- _A few records_:
+-------+
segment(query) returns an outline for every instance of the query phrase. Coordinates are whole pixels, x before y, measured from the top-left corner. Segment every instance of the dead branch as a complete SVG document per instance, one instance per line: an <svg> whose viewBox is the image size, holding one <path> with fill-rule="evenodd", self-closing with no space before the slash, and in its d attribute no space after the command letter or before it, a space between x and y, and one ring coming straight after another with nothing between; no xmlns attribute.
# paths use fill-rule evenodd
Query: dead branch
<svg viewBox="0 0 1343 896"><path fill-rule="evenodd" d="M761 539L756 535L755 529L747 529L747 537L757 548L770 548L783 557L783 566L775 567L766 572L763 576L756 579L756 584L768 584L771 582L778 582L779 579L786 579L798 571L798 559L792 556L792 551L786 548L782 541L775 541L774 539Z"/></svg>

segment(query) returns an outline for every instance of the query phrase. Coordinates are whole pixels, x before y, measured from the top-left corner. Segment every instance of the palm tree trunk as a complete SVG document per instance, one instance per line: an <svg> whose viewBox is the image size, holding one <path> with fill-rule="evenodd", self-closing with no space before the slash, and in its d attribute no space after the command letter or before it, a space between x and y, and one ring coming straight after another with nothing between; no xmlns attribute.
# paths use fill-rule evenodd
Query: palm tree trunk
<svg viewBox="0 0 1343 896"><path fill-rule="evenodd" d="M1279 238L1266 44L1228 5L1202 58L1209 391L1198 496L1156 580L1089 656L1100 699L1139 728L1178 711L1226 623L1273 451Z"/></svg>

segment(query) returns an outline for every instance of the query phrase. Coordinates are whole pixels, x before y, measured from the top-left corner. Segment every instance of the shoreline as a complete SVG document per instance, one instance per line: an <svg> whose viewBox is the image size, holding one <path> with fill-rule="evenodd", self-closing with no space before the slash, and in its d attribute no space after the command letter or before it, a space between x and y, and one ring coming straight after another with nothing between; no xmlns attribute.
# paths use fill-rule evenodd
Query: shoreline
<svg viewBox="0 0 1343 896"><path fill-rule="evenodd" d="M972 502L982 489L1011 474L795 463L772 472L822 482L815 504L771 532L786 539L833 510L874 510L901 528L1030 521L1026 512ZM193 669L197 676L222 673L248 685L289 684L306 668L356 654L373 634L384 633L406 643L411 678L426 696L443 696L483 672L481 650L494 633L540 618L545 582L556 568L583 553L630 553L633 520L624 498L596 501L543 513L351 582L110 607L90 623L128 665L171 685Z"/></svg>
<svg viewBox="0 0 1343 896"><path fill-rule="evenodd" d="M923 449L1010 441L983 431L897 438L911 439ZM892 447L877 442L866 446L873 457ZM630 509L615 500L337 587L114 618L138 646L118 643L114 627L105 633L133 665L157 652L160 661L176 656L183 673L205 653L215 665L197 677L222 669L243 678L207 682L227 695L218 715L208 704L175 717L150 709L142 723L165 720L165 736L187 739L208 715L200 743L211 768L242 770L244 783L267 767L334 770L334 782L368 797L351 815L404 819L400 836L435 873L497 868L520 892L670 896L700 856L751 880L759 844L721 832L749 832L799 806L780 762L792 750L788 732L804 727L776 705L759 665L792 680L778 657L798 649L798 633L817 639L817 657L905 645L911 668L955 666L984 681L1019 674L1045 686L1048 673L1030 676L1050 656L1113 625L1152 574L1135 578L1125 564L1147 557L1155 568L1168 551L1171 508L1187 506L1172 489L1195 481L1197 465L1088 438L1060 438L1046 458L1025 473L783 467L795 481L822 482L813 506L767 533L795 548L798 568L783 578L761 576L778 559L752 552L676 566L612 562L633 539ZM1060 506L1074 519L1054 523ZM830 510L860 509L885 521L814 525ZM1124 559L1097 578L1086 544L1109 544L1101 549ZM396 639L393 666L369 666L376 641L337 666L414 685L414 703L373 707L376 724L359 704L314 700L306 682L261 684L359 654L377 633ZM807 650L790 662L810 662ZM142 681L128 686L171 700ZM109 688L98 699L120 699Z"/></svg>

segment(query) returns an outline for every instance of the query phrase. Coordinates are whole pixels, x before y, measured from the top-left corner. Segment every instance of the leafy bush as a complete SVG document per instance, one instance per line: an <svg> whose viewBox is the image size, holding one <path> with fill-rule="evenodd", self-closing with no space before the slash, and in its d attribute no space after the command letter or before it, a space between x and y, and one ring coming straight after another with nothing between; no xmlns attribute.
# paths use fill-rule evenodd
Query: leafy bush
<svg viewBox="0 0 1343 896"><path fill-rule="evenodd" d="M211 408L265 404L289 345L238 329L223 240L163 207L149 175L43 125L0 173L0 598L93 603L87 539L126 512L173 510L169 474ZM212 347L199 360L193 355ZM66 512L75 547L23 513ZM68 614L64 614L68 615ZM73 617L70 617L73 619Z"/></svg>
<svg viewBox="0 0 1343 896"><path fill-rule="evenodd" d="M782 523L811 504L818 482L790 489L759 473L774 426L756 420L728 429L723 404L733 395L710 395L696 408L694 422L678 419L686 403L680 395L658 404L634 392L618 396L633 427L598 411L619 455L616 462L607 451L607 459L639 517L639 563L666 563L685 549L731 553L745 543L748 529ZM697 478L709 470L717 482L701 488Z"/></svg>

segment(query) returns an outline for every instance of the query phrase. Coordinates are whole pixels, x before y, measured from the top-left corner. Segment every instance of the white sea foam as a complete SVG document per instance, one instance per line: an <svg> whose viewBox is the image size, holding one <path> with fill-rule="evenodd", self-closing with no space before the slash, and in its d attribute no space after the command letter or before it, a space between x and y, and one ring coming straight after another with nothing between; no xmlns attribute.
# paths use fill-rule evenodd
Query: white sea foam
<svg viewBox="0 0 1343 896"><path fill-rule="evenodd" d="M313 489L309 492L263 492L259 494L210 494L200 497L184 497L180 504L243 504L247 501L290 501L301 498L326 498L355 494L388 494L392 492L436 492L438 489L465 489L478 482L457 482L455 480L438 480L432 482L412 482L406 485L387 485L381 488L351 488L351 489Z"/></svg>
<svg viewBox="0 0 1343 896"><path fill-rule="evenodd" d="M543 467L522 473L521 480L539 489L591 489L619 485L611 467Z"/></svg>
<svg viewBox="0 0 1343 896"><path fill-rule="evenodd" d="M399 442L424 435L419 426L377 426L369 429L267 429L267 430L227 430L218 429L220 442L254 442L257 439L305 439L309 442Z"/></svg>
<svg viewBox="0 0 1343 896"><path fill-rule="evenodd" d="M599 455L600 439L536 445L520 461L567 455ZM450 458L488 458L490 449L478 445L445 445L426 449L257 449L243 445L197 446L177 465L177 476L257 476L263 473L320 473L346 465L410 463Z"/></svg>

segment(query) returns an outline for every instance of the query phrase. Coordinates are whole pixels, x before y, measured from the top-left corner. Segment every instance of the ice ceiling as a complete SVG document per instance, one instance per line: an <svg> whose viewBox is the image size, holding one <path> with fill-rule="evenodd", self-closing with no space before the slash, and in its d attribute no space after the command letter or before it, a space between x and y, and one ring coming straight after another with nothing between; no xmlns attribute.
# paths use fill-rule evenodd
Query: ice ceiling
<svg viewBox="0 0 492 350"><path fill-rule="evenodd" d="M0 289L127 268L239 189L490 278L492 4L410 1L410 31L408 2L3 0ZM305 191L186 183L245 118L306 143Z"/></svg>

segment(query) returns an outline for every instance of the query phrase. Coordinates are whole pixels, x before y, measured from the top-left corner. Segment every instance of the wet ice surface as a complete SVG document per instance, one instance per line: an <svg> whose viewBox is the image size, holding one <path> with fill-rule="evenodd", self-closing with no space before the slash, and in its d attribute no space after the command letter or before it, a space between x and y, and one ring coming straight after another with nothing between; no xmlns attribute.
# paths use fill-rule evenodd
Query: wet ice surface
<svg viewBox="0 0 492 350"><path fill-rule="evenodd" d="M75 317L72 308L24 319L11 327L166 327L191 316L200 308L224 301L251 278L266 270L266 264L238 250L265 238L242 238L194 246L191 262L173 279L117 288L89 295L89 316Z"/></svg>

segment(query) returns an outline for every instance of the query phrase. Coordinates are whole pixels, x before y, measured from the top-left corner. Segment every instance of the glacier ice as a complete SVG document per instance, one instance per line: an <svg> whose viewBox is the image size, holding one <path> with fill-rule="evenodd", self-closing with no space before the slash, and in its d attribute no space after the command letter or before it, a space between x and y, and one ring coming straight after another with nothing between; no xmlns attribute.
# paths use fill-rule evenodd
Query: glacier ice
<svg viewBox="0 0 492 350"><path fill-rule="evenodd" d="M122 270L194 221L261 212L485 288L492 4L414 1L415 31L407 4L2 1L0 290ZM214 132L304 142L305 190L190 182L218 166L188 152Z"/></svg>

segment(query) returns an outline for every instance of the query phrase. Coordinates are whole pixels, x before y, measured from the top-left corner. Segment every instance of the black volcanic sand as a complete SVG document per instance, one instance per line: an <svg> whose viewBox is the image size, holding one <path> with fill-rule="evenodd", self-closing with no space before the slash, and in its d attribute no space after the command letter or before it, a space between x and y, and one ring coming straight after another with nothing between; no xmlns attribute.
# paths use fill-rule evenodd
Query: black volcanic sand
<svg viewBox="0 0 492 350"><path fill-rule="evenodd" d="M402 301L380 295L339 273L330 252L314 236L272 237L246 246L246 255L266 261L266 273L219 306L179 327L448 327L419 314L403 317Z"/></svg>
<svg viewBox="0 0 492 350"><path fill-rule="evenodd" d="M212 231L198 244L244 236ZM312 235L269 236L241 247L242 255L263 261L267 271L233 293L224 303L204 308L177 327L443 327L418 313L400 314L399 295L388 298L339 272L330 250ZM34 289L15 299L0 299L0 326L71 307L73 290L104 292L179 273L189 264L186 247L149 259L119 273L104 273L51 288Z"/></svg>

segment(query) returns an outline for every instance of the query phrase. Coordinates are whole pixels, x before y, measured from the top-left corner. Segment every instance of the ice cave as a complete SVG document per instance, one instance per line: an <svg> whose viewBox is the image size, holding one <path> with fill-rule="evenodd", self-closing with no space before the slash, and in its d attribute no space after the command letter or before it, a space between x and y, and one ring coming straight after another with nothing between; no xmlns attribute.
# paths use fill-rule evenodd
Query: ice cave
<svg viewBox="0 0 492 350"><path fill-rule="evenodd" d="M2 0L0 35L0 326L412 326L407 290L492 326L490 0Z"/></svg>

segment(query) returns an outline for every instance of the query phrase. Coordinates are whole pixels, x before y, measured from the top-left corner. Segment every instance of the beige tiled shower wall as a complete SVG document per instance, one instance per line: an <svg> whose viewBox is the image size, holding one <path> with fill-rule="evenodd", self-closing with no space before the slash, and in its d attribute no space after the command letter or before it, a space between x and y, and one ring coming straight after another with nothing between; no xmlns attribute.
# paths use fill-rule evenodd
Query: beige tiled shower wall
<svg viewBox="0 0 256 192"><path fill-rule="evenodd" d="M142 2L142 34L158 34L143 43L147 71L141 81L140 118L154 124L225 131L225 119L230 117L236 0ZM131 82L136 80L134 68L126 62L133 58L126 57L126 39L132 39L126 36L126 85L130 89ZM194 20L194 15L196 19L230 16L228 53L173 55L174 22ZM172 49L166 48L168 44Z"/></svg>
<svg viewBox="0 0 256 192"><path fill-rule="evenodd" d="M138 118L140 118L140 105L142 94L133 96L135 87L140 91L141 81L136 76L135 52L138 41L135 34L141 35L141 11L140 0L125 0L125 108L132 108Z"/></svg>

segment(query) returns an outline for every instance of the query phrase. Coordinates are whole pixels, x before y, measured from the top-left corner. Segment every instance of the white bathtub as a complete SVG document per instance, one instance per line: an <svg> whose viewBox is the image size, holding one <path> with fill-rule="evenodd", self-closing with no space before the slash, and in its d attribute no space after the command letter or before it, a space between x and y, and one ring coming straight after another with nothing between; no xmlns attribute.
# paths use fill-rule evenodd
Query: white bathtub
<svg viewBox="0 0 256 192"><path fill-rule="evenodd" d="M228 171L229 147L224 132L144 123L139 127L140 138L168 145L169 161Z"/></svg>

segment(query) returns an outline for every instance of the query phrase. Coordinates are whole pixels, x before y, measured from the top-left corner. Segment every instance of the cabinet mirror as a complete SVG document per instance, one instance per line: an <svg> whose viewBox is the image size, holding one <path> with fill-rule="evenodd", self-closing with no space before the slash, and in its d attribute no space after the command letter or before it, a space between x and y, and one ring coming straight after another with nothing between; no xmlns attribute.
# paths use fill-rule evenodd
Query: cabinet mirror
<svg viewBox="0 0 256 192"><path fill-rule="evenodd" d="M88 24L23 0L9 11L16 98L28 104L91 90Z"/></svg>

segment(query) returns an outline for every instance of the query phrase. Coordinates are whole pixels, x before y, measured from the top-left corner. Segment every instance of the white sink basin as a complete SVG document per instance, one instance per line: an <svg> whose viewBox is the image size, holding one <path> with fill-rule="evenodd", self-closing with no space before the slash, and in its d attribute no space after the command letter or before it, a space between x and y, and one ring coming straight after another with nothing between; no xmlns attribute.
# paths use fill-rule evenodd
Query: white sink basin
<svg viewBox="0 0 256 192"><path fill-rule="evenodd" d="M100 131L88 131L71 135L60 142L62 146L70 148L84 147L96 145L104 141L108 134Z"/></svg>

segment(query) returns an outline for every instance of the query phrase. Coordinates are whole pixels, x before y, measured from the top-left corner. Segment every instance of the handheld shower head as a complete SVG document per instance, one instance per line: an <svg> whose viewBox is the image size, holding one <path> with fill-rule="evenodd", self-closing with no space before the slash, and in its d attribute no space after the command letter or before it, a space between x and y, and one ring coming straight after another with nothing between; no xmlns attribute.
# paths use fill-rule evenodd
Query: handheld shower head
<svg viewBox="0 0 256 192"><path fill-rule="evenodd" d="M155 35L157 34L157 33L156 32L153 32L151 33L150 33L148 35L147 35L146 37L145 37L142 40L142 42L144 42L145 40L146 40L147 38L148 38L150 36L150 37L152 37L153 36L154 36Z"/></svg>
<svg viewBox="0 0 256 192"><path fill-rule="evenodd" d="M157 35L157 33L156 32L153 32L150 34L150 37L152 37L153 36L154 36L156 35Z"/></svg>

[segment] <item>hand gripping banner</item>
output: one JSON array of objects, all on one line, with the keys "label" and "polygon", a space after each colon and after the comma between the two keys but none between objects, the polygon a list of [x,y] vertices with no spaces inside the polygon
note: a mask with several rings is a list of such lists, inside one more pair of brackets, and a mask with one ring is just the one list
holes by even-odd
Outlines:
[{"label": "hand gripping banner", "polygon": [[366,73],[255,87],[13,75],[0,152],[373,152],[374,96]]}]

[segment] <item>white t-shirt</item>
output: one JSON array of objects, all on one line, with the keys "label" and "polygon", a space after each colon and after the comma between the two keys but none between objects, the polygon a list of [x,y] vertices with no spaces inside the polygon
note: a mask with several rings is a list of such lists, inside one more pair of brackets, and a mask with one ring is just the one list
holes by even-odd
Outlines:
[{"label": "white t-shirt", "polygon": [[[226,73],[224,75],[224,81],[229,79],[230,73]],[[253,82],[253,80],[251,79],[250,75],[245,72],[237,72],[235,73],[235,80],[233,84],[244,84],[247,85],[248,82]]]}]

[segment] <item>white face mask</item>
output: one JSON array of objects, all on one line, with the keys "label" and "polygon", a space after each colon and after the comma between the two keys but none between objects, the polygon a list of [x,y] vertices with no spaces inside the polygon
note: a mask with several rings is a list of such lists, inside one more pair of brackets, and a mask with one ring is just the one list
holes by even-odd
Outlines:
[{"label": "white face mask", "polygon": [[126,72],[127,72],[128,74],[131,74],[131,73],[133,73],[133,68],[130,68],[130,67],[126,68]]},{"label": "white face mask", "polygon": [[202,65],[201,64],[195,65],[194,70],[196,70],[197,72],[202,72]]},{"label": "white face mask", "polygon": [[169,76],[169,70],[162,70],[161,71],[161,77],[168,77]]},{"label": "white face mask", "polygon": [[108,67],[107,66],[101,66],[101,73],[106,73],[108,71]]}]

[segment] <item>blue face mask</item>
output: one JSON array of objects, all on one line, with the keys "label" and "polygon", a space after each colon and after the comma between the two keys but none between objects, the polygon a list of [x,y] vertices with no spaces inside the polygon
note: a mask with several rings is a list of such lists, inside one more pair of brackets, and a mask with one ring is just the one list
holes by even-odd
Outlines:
+-------+
- _Given exercise_: Render the lines from the first of the rows through the line containing "Query: dead branch" as a JSON list of strings, one string per line, leaving out any blank lines.

- _Written reply_:
[
  "segment(query) returns an outline for every instance of the query phrase. Coordinates are whole pixels, x before y, measured from the top-left corner. Segment every instance of the dead branch as a complete SVG document per instance, one instance per line: an <svg> whose viewBox is the image size, holding one <path> with fill-rule=\"evenodd\", self-closing with no space before the slash, and in its d attribute no space after the command letter or before it, a space between x and y, and one ring coming straight after another with nothing between; no xmlns attribute.",
  "# paths use fill-rule evenodd",
  "Query: dead branch"
]